Using the records below, quote only the span that opens with the line containing "Target: muddy shoreline" and closes with the line containing "the bird leg", exactly and inclusively.

[Dataset items]
============================================================

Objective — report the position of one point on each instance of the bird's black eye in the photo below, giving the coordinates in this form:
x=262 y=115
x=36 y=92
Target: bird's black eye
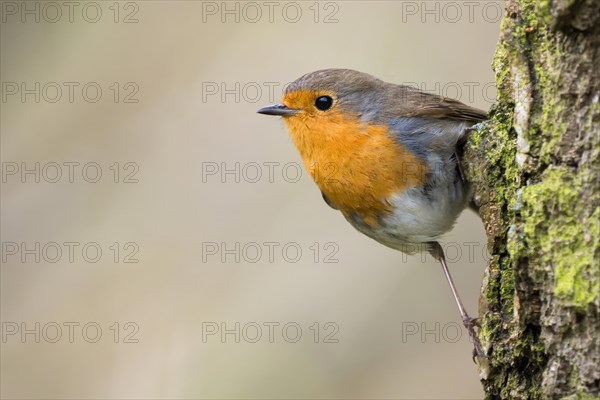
x=324 y=103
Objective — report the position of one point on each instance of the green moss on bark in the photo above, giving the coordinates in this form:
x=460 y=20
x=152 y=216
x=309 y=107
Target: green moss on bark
x=534 y=165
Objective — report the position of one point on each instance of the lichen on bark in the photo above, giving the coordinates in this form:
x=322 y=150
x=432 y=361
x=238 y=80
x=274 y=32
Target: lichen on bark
x=535 y=166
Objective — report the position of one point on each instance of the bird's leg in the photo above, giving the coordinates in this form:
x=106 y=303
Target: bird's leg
x=438 y=253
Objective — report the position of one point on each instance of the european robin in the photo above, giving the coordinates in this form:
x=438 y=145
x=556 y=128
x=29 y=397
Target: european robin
x=385 y=156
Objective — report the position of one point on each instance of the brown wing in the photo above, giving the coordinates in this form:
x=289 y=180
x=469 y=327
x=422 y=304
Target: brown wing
x=416 y=103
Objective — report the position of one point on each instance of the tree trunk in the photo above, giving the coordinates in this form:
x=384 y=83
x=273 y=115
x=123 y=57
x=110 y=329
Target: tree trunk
x=535 y=167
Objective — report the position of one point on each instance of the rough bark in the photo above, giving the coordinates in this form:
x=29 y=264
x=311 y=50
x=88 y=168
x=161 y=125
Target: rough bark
x=535 y=165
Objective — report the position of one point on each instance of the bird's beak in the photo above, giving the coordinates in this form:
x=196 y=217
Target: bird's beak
x=278 y=109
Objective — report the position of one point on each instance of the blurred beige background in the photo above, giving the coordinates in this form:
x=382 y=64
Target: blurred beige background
x=392 y=315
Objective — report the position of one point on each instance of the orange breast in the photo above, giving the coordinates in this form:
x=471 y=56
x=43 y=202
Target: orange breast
x=357 y=165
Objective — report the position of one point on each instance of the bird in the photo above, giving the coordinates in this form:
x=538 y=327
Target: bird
x=386 y=156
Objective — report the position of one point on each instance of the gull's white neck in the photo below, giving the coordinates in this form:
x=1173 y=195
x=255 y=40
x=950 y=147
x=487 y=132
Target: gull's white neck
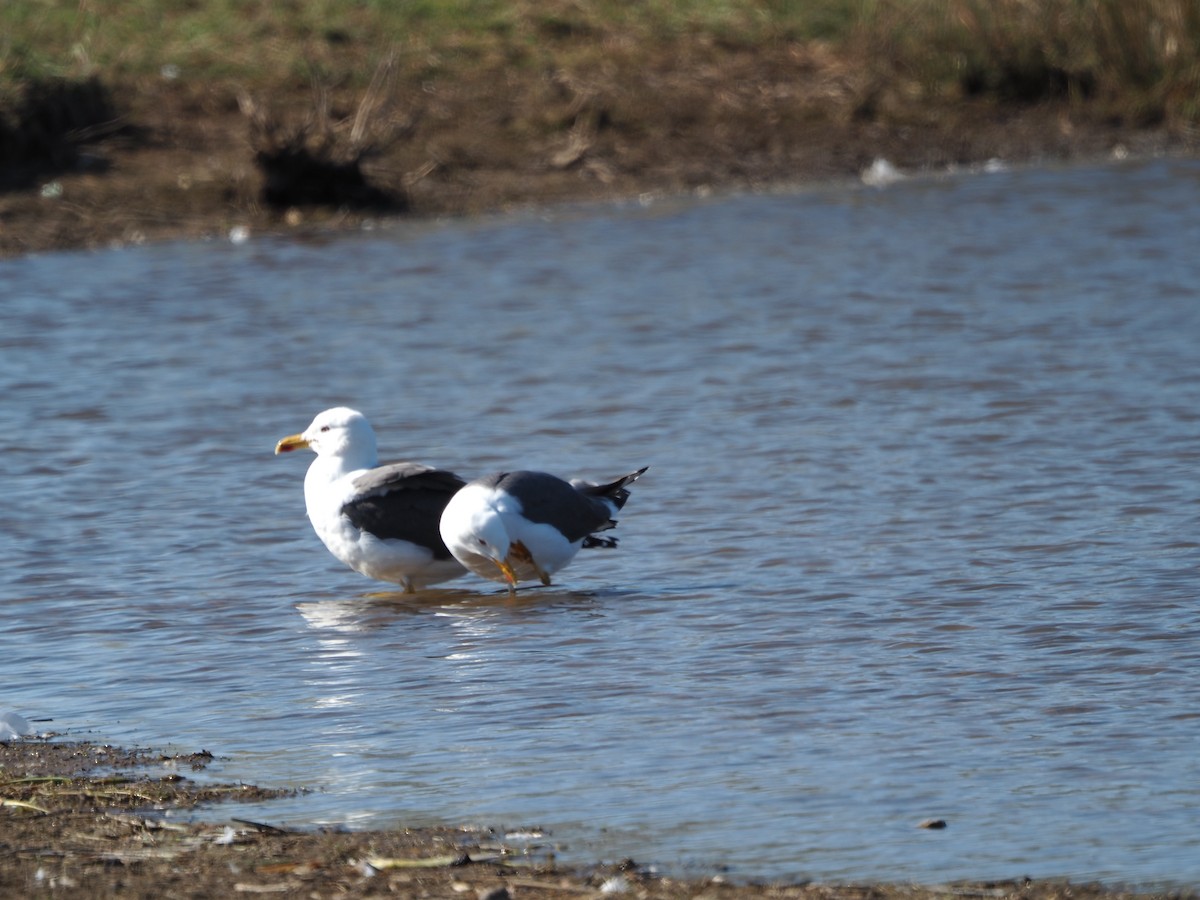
x=327 y=469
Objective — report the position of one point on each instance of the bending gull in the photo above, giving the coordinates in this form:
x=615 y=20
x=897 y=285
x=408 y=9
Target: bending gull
x=382 y=521
x=519 y=526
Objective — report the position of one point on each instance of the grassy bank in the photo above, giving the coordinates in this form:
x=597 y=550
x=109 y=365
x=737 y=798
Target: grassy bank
x=461 y=106
x=1137 y=59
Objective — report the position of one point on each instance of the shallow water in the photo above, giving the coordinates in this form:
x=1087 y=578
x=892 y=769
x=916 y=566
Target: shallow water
x=918 y=538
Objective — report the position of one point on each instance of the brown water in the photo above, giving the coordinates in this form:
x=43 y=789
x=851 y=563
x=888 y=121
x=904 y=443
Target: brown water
x=919 y=538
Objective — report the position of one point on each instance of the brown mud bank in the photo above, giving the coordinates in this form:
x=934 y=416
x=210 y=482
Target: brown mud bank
x=91 y=821
x=167 y=157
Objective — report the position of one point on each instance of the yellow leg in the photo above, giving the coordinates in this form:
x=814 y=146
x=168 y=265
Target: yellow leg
x=521 y=552
x=509 y=575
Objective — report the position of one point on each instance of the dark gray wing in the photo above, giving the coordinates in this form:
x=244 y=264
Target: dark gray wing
x=547 y=499
x=403 y=501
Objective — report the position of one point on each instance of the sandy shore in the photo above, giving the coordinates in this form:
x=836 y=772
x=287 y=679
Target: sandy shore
x=94 y=821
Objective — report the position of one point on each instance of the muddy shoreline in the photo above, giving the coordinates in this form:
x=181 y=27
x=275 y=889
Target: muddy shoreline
x=81 y=820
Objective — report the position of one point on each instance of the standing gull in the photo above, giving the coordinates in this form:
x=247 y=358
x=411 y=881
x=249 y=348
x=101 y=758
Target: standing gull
x=382 y=521
x=519 y=526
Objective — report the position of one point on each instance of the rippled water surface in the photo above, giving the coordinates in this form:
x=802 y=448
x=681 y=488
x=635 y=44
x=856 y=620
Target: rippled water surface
x=919 y=538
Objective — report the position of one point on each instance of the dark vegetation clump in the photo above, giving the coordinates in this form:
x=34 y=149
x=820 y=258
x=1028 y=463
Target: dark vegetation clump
x=49 y=124
x=319 y=161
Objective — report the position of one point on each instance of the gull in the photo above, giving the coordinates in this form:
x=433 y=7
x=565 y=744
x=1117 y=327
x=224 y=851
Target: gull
x=382 y=521
x=519 y=526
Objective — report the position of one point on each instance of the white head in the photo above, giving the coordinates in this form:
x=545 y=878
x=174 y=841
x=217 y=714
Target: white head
x=339 y=433
x=472 y=527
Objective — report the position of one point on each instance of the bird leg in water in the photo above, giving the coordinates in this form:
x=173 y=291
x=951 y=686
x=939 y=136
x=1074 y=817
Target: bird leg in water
x=509 y=575
x=521 y=553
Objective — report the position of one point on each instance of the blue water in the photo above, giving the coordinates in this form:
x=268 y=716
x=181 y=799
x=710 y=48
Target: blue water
x=918 y=539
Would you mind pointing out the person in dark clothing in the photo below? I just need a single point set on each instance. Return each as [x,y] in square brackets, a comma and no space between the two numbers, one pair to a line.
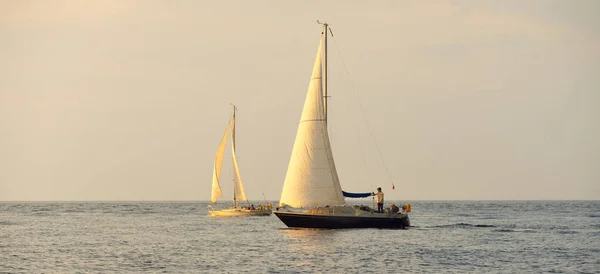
[379,195]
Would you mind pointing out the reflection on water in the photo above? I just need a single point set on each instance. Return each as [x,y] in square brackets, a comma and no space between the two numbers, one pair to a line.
[494,236]
[310,240]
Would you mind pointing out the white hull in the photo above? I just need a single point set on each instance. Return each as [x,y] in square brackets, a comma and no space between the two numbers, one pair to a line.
[239,212]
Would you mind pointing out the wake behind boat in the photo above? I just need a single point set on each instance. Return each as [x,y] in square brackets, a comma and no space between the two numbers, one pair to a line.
[238,188]
[312,196]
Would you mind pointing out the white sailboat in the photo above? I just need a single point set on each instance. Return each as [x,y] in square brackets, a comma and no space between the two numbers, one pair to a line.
[312,196]
[238,188]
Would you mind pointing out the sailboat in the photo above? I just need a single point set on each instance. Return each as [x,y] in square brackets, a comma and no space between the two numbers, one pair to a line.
[239,195]
[312,196]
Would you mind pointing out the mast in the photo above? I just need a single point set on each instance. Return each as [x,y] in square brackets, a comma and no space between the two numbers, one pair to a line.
[325,26]
[232,163]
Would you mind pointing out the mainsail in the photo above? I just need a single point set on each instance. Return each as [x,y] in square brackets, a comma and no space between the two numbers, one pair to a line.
[311,178]
[216,186]
[238,187]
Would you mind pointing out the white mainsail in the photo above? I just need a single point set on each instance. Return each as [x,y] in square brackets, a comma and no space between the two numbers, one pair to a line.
[216,186]
[311,178]
[238,187]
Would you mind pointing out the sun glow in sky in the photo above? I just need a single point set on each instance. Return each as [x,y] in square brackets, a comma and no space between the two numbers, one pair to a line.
[128,100]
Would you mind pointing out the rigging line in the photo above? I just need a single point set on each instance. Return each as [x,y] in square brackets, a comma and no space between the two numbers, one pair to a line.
[362,109]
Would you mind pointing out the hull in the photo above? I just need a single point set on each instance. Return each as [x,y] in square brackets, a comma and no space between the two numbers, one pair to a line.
[238,212]
[309,220]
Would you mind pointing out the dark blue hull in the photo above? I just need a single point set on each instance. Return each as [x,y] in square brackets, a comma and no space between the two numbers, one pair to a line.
[304,220]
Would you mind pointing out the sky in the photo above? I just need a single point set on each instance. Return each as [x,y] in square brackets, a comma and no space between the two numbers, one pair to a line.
[465,100]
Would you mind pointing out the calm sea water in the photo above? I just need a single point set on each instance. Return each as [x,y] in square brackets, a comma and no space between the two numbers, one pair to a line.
[446,237]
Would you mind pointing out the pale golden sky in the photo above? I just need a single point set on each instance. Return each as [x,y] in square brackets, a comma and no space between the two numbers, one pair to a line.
[128,100]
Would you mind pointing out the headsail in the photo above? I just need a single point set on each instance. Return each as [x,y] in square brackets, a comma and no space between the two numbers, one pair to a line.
[238,187]
[216,186]
[311,178]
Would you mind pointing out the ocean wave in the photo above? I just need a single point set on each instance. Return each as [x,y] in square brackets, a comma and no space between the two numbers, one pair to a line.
[504,230]
[463,225]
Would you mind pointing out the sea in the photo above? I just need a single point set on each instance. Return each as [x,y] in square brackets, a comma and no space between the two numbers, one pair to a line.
[180,237]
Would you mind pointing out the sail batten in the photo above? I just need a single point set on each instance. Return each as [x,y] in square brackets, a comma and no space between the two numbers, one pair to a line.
[311,179]
[218,163]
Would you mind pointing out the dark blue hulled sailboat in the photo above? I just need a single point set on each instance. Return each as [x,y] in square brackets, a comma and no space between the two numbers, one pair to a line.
[312,196]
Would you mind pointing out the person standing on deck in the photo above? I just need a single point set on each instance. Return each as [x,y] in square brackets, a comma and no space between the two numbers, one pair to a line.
[379,195]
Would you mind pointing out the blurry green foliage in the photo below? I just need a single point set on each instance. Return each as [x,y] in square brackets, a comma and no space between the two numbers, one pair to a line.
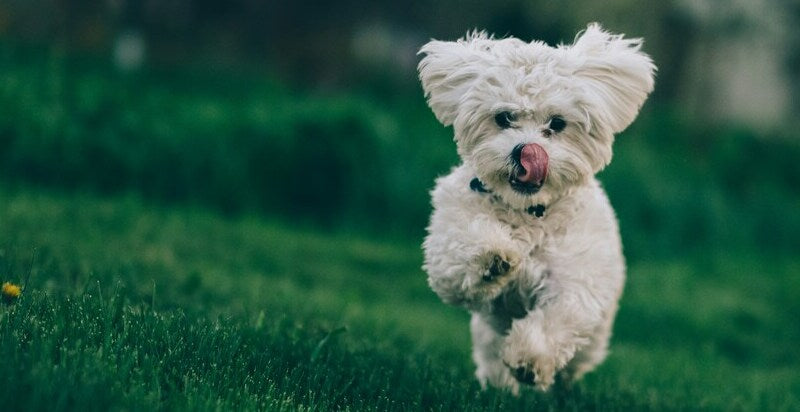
[240,142]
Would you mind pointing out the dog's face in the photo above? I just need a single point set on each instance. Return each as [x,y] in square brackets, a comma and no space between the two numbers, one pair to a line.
[534,120]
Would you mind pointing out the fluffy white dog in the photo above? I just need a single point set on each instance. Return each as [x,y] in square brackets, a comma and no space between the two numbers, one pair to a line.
[522,234]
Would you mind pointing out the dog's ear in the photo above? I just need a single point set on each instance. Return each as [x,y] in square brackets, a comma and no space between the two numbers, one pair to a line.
[615,74]
[449,69]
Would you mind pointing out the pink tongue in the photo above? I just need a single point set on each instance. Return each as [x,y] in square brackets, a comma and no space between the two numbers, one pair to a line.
[534,160]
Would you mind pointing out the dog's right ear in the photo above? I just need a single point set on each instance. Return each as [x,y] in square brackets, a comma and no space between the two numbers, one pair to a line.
[449,69]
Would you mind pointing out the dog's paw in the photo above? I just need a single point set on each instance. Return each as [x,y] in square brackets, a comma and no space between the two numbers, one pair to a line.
[540,373]
[493,271]
[497,267]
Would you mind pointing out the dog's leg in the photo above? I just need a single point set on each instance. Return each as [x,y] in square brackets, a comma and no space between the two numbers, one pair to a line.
[547,339]
[487,346]
[469,261]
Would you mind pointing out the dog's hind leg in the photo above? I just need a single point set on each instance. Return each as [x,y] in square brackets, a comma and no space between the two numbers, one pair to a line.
[487,345]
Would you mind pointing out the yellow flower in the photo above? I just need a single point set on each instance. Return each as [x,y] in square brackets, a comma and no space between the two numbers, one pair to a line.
[10,292]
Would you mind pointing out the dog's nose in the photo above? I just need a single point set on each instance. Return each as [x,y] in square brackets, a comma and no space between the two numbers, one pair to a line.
[533,160]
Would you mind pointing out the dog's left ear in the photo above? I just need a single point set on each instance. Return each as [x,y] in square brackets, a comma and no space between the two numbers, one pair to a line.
[449,69]
[615,74]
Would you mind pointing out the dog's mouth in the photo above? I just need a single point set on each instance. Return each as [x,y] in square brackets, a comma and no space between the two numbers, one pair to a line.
[524,188]
[530,163]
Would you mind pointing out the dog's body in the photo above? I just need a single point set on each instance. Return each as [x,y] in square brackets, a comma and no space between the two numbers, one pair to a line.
[522,234]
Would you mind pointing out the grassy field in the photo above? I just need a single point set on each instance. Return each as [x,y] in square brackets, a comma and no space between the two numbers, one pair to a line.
[130,305]
[176,255]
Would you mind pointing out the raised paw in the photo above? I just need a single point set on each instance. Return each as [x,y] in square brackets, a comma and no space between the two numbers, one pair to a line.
[497,267]
[492,272]
[523,375]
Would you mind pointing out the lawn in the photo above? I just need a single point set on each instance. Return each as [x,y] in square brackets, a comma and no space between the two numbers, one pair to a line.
[131,304]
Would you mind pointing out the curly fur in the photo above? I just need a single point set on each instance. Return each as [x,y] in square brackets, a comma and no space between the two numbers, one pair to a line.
[543,292]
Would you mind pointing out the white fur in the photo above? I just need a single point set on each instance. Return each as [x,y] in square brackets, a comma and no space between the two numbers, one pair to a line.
[552,312]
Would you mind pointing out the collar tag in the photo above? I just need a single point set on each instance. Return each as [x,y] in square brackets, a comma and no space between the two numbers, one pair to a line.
[537,210]
[477,186]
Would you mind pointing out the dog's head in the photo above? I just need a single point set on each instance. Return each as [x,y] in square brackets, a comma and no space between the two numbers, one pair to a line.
[534,120]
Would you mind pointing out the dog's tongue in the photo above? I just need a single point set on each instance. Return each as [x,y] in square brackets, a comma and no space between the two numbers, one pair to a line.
[533,159]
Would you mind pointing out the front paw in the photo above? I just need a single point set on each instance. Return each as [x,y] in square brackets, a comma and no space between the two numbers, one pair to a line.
[498,267]
[531,358]
[494,270]
[539,372]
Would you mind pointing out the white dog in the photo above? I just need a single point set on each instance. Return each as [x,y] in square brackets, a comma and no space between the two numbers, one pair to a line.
[522,234]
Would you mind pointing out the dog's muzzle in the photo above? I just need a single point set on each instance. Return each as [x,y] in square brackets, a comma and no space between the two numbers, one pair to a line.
[530,168]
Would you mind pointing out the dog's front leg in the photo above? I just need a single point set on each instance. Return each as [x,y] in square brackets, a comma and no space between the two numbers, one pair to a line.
[469,263]
[547,338]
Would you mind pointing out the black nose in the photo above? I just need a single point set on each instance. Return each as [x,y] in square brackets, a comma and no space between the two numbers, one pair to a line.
[516,154]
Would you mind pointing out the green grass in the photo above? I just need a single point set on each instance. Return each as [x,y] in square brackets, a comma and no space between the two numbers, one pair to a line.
[136,306]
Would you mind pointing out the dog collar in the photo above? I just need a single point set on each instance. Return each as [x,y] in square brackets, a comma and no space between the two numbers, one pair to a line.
[477,186]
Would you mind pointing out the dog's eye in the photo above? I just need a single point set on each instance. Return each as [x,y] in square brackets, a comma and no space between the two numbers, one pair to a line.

============================================================

- **Response**
Target: muddy shoreline
x=81 y=820
Objective — report the position of one point on each instance of the standing gull in the photo above, giving the coordinates in this form:
x=247 y=358
x=411 y=881
x=249 y=348
x=101 y=758
Target: standing gull
x=382 y=521
x=519 y=526
Objective — report the position of one point on each instance of the rippled water surface in the photo above, giving the coordinates in this form:
x=802 y=448
x=681 y=488
x=635 y=44
x=856 y=620
Target: rippled water surface
x=919 y=538
Objective — report the position of one point on each instance of the dark vegetation clump in the photo above, giving the coordinates in this form:
x=34 y=149
x=820 y=258
x=1028 y=463
Target: dark vegetation clump
x=49 y=124
x=319 y=161
Objective — report the position of one point on each instance of the gull in the photo above, giving the coordinates in this form:
x=433 y=7
x=565 y=744
x=1117 y=327
x=224 y=851
Target: gull
x=382 y=521
x=519 y=526
Objective — report the position of one point on each instance of the white head in the photo above, giving the coordinates in this form:
x=545 y=878
x=174 y=841
x=217 y=714
Target: white head
x=339 y=433
x=472 y=527
Objective — report the position of one point on each instance of the bird leg in water in the photo above, giving the coordinates in this form:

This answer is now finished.